Objective =
List each line in the data below that contains the word "cloud".

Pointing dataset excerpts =
+++

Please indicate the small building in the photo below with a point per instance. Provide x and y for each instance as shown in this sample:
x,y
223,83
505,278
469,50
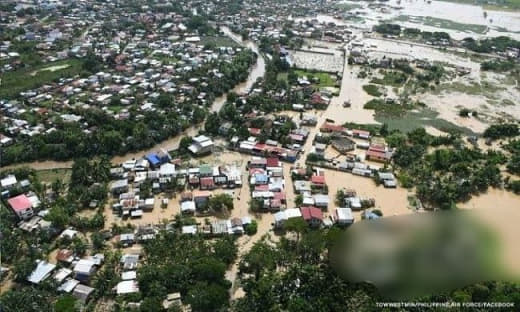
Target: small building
x,y
127,287
312,215
188,207
201,145
82,292
172,299
21,206
119,186
42,271
127,239
8,182
343,216
84,269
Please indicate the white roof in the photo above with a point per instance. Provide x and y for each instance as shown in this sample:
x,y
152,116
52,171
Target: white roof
x,y
70,233
42,271
167,169
189,229
127,287
188,206
62,274
8,181
84,266
69,285
128,275
293,213
280,216
344,214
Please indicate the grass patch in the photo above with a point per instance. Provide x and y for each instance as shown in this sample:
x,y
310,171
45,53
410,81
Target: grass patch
x,y
498,5
442,23
484,88
386,109
412,120
25,79
218,41
51,175
325,79
391,78
372,90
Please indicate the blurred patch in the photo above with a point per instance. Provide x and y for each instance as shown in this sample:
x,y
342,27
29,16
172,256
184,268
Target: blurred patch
x,y
417,255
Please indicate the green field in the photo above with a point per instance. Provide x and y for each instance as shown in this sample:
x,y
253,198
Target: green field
x,y
498,5
51,175
417,119
442,23
14,82
220,41
326,79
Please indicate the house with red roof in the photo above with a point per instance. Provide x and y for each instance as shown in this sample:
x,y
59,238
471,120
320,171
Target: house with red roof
x,y
312,215
329,127
378,152
207,183
21,206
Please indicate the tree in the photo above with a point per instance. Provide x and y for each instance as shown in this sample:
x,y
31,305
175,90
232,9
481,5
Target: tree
x,y
296,225
206,297
221,203
58,216
251,228
213,123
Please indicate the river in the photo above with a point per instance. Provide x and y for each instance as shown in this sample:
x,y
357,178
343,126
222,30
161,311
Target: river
x,y
257,71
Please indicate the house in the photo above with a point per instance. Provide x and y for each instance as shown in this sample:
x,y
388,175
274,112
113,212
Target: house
x,y
237,226
42,271
65,256
318,182
312,215
343,216
207,183
69,285
22,206
329,127
127,239
201,198
82,292
167,170
127,287
129,261
119,186
378,152
188,207
172,299
362,134
153,159
84,269
321,201
189,229
62,274
201,145
8,182
388,179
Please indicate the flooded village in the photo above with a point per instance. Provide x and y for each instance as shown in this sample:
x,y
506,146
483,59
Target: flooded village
x,y
231,127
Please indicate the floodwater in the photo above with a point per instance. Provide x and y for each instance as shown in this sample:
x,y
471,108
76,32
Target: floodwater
x,y
498,22
499,210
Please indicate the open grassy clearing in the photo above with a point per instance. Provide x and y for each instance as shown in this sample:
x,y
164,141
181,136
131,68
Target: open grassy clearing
x,y
52,175
326,79
418,119
442,23
14,82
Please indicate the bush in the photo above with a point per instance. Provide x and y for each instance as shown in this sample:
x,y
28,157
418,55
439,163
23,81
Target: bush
x,y
251,228
372,90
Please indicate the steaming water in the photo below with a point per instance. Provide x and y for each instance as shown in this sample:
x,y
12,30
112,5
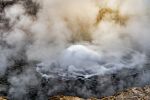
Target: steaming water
x,y
72,40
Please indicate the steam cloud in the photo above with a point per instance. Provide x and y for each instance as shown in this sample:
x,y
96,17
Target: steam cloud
x,y
73,40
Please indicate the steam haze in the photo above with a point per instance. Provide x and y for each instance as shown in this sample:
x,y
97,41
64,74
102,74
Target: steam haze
x,y
74,42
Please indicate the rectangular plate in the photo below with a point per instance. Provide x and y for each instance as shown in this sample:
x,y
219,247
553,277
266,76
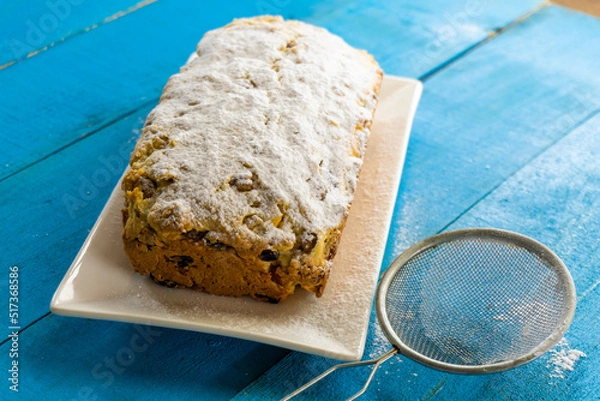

+++

Written response =
Please indicate the steam cloud in the photo above with a point per instance. Provide x and y for each instance as shown in this sample:
Target: steam cloud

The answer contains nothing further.